- [記述課題]:
1. アルゴー船の航海を語る文章から、「その後、アルゴー船は風と大雨と大波にもてあそばれ、ある群島に漂流しました。」という一文を英語に訳してください。
2. アルゴー船の帰還を描いた文章を、示されている最後の文の次から書き継いでください。

- [提供された抜粋]:
★ ★ ★ ★ ★ ★ ★

さらに、船上の父アイエーテース王の顔も見えるほど近くなると、メデイアは叫びました。「父上、何人たりとも私の幸福の邪魔はさせません!」

メデイアは近くにいた弟アプシュルトスをつかみ上げると、頭、手足を切り離し、体とともに海に投げ入れました。アイエーテース王の追手は船を止め、バラバラになった体を探しはじめます。その間に、アルゴー船は逃げることができたのです。

しかし、『弟を殺してまで』との残酷なメデイアに対するギリシャ勢の中にわだかまりが残ってしまいました。

このことは大神ゼウスの怒りにも触れました。さすがに、ゼウスの妻ヘラにしても、夫の怒りを鎮めることはできません。

その後、アルゴー船は風と大雨と大波にもてあそばれ、ある群島に漂流しました。後にメデイアの弟の名をとったアプシュルトス群島と名付けられたところです。

セーレーンの島とカリュブディス

さらに船は漂流し、何やら美しい歌声が聞こえてくる島に近づきました。セーレーンの島です。船員を誘惑、船を岩礁で遭難させ、その乗組員を食べてしまう魔女の島です。

最初は聞き惚れていたイアソンですが、我に返りオルフェウスを呼びました。オルフェウスは竪琴を鳴らし、その美しい声で歌いました。

するとギリシャ勢は正気に戻りました。が、セーレーンの声に引き込まれ、島に泳いでいってしまった者も一人だけいました。

次に、大きな渦巻きに巻き込まれた船の船員をつまみ上げては食べてしまうの巨人カリュブディスの島が見えてきました。今にも渦巻きに引き込まれそうになった時は、さすがのメデイアもその死を覚悟したほどです。

しかし、ヘラの集めたニンフたちが手に手を取って渦巻きの防波堤になり、アルゴー船を救ってくれました。

キプロス島の青銅人間

アルゴー船は故郷の近くまで帰ってきましたが、最後の難関がヘパイストスが作ったキプロス島の青銅人間です。近くを通る船に大きな岩を投げつけ、沈没させてしまいます。

ここで、メデイアが一計を案じ、青銅人間に言いました。
「血液を不死の神血に変えてあげましょう」
青銅人間は美しいメデイアに安心して、船を近づけました。

実は、青銅人間は頭から足まで、1本の血管だけが通っているのです。そして、その血管は簡単に釘で止められているだけなのです。その場所をメデイアは確認すると、即座に釘を引き抜きました。

血液は流れ出し、青銅人間はその場に倒れてしまったのです。こうして、アルゴー船は故郷イオルコスに帰ってきました。

メデイアの魔力。イアソンの復讐を果たす

叔父のペリアースはイアソンがなかなか帰ってこないのを理由にして、父親のアイソーンと幼い弟を殺していました。それを苦にして、イアソンの母親は嘆き自殺していました。

イアソンはペリアースに金羊毛を渡しました。が、ひそかに復讐を決意。

★ ★ ★ ★ ★ ★ ★

- [データ抜粋]:
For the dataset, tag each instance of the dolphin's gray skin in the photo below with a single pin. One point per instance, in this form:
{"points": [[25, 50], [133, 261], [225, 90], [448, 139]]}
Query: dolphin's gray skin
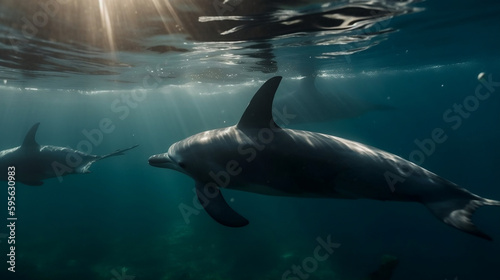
{"points": [[34, 163], [256, 155]]}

★ ★ ★ ★ ★ ★ ★

- [課題別解答]:
1. After that, the Argo was tossed about by wind, heavy rain, and great waves, and drifted to a certain group of islands.

2.
メデイアは、ここでも一計を案じました。ペリアースの娘たちの前で老いた羊を切り刻んで、薬草を入れた釜に入れ、生きた子羊に変えてみせたのです。娘たちは父親も同じように若返えるようメデイアに頼みました。

薬草の入った釜を用意すると、娘たちに父親ペリアースを呼ばせ、その体を切り刻ませ、釜に入れさせました。当然、若返り生き返ることはありません。

こうして、イアソンは復讐を果たすことができたのです。が、イオルコスの人々は、簡単に人を殺す魔女メデイアを恐れ、イアソンともども追放してしまいました。

父アイソーンの死[別説]

年老いたアイソーンは生きていて、メデイアが若返らせる別説もあります。
ギリシャ悲劇メデイア[1]『アルゴー船の大冒険』のイアソンの裏切り

メデイアの逃亡とイアソンの最後

二人はコリントスに逃れ、二人の子供と10年間幸福に暮らしていました。

やがてコリントスの王クレオーンがイアソンをたいそう気に入り、「コリントスの未来を、あなたのような英雄にまかせたい」と、王女グラウケーとの結婚を申し出ました。

イアソンはメデイアの一途ではあるがその魔力と気性の激しさから、嫌気がさしていたところだったのす。彼は密かにこの申し出を受けることにしました。そして、王が用意したお金をメデイアに渡すと、離縁を告げました。

「このお金を持って、子供と一緒に他国に行ってほしい」
「なんという仕打ちですか! コルキスでも、アルゴー船の航海でも、父親の復讐でも、あなたを助けたのに」

メデイアは激怒し、王女に毒薬をしみ込ませた衣を贈りました。王女は気に入って衣を着ると、毒薬で肌が焼けこげ、助けようとした父王ともども焼け死んでしまいました。

今度はイアソンが怒り、メデイアのところに行くと、彼女は二人の子供メルメロスとペレースまで殺して、有翼の竜の戦車に乗ってアテナイに逃れていきました。

年老いたイアソンは、故郷の草むらの中に朽ち果てていたアルゴー船に寄りかかり、死んでいたということです。

※アテナイのアイゲウス王はメデイアを受け入れ、後に結婚しました。アイゲウス王はテセウスの父です。